--- Information Enclosed Below ---

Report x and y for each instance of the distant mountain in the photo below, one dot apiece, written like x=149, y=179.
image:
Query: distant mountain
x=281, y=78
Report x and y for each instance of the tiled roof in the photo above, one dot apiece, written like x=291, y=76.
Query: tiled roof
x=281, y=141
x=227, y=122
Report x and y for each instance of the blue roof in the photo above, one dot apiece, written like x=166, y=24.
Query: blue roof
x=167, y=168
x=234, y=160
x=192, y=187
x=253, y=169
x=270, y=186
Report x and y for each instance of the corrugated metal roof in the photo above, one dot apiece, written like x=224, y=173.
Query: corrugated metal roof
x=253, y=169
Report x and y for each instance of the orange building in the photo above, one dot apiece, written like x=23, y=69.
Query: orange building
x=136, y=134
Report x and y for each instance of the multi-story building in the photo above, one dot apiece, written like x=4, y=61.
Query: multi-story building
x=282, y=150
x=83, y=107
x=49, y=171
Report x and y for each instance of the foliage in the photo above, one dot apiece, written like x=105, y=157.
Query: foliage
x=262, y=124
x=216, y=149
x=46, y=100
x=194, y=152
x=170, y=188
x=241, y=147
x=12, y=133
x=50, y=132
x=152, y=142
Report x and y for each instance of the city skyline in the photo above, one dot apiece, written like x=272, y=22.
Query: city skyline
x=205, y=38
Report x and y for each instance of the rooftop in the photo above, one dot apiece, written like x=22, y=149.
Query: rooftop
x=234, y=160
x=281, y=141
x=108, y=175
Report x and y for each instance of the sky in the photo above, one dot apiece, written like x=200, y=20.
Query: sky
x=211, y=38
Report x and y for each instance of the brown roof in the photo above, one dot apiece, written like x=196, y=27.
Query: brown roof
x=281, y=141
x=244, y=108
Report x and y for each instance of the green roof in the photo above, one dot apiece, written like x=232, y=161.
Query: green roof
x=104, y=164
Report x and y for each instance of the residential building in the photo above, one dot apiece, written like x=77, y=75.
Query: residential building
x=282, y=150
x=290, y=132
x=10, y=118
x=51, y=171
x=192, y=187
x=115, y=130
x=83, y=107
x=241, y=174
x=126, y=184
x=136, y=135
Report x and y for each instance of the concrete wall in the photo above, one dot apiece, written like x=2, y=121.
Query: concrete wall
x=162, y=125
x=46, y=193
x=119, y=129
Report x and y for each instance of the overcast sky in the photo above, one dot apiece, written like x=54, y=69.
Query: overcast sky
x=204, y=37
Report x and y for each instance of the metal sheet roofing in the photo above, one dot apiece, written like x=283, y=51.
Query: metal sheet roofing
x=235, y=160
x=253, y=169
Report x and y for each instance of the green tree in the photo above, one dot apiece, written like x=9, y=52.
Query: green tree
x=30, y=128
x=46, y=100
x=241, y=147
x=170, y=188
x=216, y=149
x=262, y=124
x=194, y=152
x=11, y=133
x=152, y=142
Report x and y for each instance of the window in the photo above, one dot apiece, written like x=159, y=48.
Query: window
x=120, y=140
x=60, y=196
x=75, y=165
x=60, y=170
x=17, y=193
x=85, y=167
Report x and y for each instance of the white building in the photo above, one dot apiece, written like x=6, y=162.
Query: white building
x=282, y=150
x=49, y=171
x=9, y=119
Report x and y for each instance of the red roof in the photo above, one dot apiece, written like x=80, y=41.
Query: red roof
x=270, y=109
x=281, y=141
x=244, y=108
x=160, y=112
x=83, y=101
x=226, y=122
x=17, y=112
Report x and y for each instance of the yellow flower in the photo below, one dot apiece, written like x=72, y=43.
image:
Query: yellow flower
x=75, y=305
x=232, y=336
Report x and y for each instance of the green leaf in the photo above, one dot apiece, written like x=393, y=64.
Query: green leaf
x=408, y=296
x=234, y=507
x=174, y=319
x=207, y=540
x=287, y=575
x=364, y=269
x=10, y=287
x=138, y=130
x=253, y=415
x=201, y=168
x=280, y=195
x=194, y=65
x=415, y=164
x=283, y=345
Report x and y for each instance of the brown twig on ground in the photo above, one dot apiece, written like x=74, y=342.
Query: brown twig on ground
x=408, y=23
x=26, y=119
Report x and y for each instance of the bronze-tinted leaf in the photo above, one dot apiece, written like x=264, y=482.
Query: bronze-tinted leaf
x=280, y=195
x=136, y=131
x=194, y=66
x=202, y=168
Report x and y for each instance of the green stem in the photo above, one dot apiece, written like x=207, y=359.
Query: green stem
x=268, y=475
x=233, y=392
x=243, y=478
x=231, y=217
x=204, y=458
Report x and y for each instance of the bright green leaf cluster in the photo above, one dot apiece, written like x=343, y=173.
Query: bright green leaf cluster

--- End of Enclosed Information ---

## Work order
In the entries above, find each line with the string "cluster" and copy it.

## Reply
Report x and y for each instance of the bright green leaf cluster in the photo above, one dot apiece, written like x=343, y=173.
Query: bright green leaf cluster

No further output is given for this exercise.